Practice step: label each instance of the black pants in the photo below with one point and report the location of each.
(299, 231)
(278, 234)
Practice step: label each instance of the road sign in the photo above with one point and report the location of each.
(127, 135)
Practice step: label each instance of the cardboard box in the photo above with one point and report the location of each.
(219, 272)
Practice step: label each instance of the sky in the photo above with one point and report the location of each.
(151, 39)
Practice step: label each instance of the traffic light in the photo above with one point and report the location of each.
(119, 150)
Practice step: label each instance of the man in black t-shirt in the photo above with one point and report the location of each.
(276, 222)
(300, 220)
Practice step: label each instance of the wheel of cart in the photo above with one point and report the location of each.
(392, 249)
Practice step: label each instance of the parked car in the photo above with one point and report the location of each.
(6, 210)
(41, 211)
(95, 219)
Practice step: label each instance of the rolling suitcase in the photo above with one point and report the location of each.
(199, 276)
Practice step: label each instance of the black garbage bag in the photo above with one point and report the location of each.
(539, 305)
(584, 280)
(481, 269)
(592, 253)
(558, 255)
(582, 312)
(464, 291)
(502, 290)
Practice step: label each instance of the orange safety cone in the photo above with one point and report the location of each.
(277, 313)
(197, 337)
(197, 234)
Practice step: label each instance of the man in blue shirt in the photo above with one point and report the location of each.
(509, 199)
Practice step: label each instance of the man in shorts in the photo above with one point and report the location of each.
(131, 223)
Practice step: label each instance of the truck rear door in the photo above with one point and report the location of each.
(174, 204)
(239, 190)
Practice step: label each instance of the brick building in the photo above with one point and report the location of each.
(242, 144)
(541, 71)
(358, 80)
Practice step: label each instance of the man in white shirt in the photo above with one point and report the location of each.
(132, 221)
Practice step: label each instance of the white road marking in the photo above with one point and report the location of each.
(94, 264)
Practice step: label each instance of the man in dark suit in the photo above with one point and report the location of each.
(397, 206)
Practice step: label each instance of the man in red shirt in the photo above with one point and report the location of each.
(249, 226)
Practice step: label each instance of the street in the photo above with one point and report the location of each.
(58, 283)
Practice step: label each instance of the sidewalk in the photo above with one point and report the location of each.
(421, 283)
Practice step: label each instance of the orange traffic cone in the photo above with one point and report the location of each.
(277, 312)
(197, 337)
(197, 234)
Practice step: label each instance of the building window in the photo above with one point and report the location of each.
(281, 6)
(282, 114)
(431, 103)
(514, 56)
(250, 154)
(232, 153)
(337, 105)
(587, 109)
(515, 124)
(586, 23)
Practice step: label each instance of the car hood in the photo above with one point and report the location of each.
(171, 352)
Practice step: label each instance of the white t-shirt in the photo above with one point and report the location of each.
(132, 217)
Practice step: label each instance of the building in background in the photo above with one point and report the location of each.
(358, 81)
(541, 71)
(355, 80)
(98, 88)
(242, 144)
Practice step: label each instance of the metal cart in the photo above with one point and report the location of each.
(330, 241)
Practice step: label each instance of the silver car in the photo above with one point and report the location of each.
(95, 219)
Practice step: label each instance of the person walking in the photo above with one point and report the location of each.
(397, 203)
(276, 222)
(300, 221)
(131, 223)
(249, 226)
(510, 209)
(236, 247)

■ What is being asked ■
Please put every line of the items above into a numbered list, leaving out any blank lines.

■ Answer to this problem ■
1. Practice step: label each instance of the black pants in the photo below with one point and report the location of each.
2. (299, 231)
3. (278, 234)
4. Practice step: label each instance of the road sign in the photo above with one point and report the location of each.
5. (127, 135)
6. Practice step: label each instance of the cardboard box in the photo above with one point and report the location of each.
7. (219, 272)
8. Practice step: label each instance of the sky in the photo above with one point and report the location of each.
9. (151, 39)
10. Practice step: label each instance of the traffic light in the photo above with one point and report the location of each.
11. (119, 150)
12. Practice step: label each instance of the man in black t-shirt in the photo above with one point and report the location of each.
13. (276, 222)
14. (300, 220)
15. Practice step: label each instance of the wheel of cart in the photo above with one point and report the location of each.
16. (392, 249)
17. Practice step: label each instance of the parked car in the photo above with one point and report the location of each.
18. (6, 210)
19. (41, 211)
20. (95, 219)
21. Practice step: label each instance of the rolling suitcase in the photo above with one point and report the location of each.
22. (199, 276)
23. Practice step: label each instance of the black garbage bag in the photo above with one point and report the location of each.
24. (539, 305)
25. (584, 280)
26. (481, 269)
27. (592, 253)
28. (558, 255)
29. (582, 312)
30. (464, 291)
31. (502, 290)
32. Practice step: label each instance of the orange safety cone in the photo above with one point and report the location of each.
33. (277, 313)
34. (197, 337)
35. (197, 234)
36. Practice step: label each instance of the man in blue shirt in the photo above with one point and report the location of each.
37. (509, 199)
38. Practice step: label each instance of the man in shorts in the photo above with one point and report the location of each.
39. (131, 223)
40. Practice step: label each instance of the truck rear door in the photo above with one point and report the location of each.
41. (174, 204)
42. (239, 190)
43. Practice step: label each instance of the brick building in the photo above with one point and report the location of each.
44. (242, 144)
45. (541, 71)
46. (358, 80)
47. Practice step: label each instance of the man in white shirt in the photo above with one point and report the location of each.
48. (132, 221)
49. Practice step: label each instance of the white road marking in the photo above with one point and report the location of each.
50. (94, 264)
51. Practice step: label each instance of the man in dark suit in the photo above with one point and report the location of each.
52. (397, 206)
53. Practice step: label each instance of the man in red shirt in the photo above with one point and report the location of each.
54. (249, 226)
55. Practice step: label each instance of the street in the photo above with one point and report the location of each.
56. (58, 283)
57. Practice step: label each instance of the sidewalk in the photo above with one point and report the location of each.
58. (421, 283)
59. Practice step: label each instance of the orange traffic cone in the photo above with one point and report the location of each.
60. (277, 312)
61. (197, 337)
62. (197, 234)
63. Practice step: label each instance of the building window in the photo above with one point and report the location of each.
64. (281, 6)
65. (282, 114)
66. (431, 103)
67. (514, 56)
68. (250, 154)
69. (232, 153)
70. (337, 105)
71. (587, 109)
72. (515, 124)
73. (586, 23)
74. Practice step: label each instance of the car hood in the photo above with one point and report the location of each.
75. (171, 352)
76. Practice step: label each instance of the white t-shirt in the photo above with one point and report the location of each.
77. (132, 217)
78. Practice step: label each instance of the building in background in the photo above with one point and report the location of each.
79. (358, 81)
80. (541, 71)
81. (355, 80)
82. (98, 88)
83. (242, 144)
84. Practice step: label each instance of the metal cart in the photo above with one point and report the location of each.
85. (330, 241)
86. Practice step: label each instance of the silver car in the photo above with one point and report the location of each.
87. (95, 219)
88. Practice step: label each instance of the person walking in the photo above with one point and report the location of each.
89. (397, 203)
90. (276, 222)
91. (300, 221)
92. (131, 223)
93. (249, 226)
94. (510, 209)
95. (236, 247)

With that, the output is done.